**What the task asks:**
Would you please return the data below verbatim, without its pictures?

───── Records supplied ─────

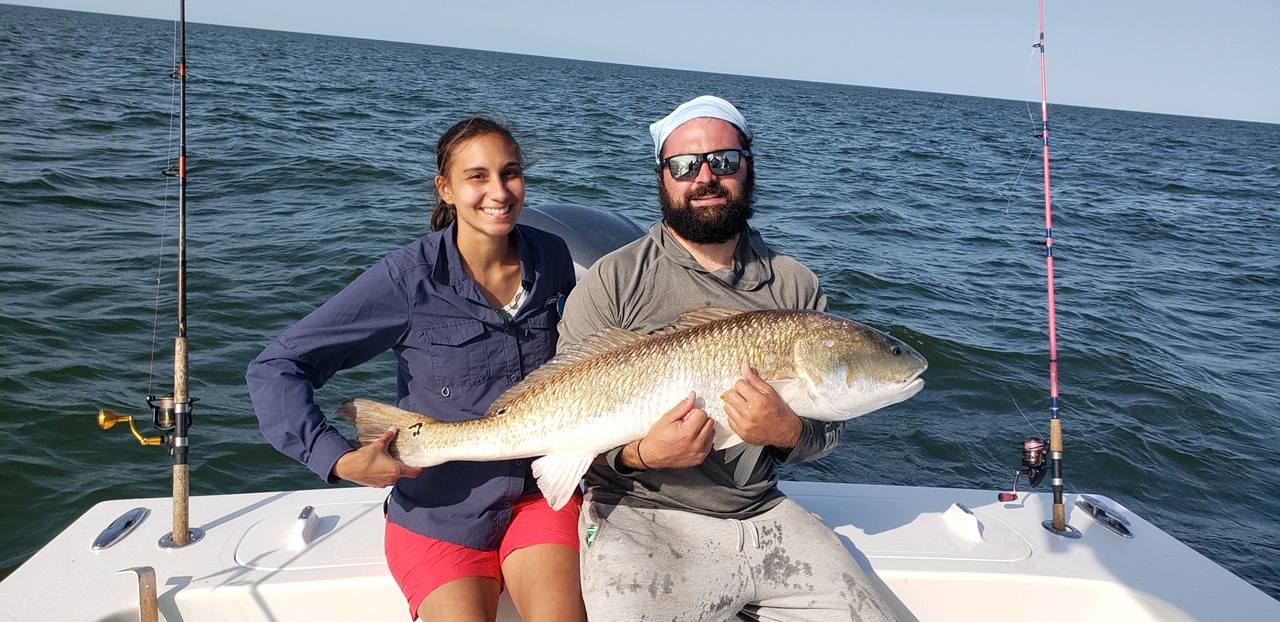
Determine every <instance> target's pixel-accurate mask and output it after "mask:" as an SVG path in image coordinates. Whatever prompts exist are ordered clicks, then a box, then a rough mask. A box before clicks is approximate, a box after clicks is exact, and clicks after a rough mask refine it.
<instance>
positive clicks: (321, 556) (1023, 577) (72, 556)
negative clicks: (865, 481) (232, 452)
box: [0, 482, 1280, 622]
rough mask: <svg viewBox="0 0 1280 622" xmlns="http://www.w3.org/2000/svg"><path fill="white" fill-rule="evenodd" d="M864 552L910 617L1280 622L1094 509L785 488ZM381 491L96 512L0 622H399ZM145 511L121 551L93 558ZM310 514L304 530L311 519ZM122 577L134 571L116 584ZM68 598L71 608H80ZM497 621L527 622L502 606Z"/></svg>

─────

**Exercise solution:**
Determine every <instance> target's pixel-accurate mask and output it after "mask:" as an SVG path in image coordinates. Whatever prompts exist are ordered clicks, then a box, then a rough mask. A box before clicks is approximate, a box after clicks is exact, and clicks after a rough mask refine it.
<instance>
positive clicks: (321, 556) (1023, 577) (72, 556)
negative clicks: (865, 481) (232, 452)
box: [0, 482, 1280, 622]
rough mask: <svg viewBox="0 0 1280 622" xmlns="http://www.w3.org/2000/svg"><path fill="white" fill-rule="evenodd" d="M864 552L910 617L1280 622L1094 509L785 488ZM381 491L96 512L0 622H399ZM145 511L121 551L93 558ZM310 514L304 530L311 519ZM122 577L134 571L116 584ZM68 598L71 608H80ZM497 621L527 622L502 606Z"/></svg>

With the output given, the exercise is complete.